Michael Zwiebach on December 11, 2018
Bard Music West's Allegra Chapman

A couple of years ago, when Allegra Chapman and Laura Gaynon launched Bard Music West, the modernist-centered offspring of the famous Bard Music Festival, there was little fanfare, but we new-music nerds at SFCV rejoiced and took notice. Chapman and Gaynon wore most of the hats at that festival, and followed their exploration of Gyorgy Ligeti with another festival, last April, dedicated to Henry Cowell.

Well, the still-tiny festival has enough wind in its sails to increase its offerings in 2019. We’re still excited and tip our hats to the young entrepreneurs who were crazy enough to launch this scheme, which may, sometime in the future, realize enough money to let Chapman and Gaynon split a cup of coffee at a diner on the I-5. They are succeeding against the odds and enriching the area with an ambitious new arts event.

Danny Clay

The 2019 calendar pushes the signature festival back to October and fills the spring season with a new series, “Bard Music West Plays,” headlined by “emerging” composers. The inaugural series, “Games and Revolutions,” March 29–30, features the music of Danny Clay and Gabriella Smith. Clay is known to use toy instruments as well as found objects, musical games, and interesting noises in his music. He’s collaborated with Kronos Quartet, Sarah Cahill, and Third Coast Percussion among many others. To get a feel for his music check out Playbook, which TCP posted to YouTube after its premiere.

----------------

- [TO-DO LIST]:
[1] Please answer these questions about the Bard Music West article:
(a) Who launched Bard Music West?
(b) To which composer was last April's festival dedicated?
(c) On what dates does the inaugural series "Games and Revolutions" take place?
[2] From the Bard Music West article, write out the part from "The 2019 calendar" up to and including "after its premiere.", substituting "children's instruments" for "toy instruments".

- [SOURCE MATERIAL]:
----------------

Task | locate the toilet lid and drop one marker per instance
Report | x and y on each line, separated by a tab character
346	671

----------------

- [SOLUTIONS TO THE TASKS]:
[1]
(a) Allegra Chapman and Laura Gaynon
(b) Henry Cowell
(c) March 29–30

[2]
The 2019 calendar pushes the signature festival back to October and fills the spring season with a new series, “Bard Music West Plays,” headlined by “emerging” composers. The inaugural series, “Games and Revolutions,” March 29–30, features the music of Danny Clay and Gabriella Smith. Clay is known to use children's instruments as well as found objects, musical games, and interesting noises in his music. He’s collaborated with Kronos Quartet, Sarah Cahill, and Third Coast Percussion among many others. To get a feel for his music check out Playbook, which TCP posted to YouTube after its premiere.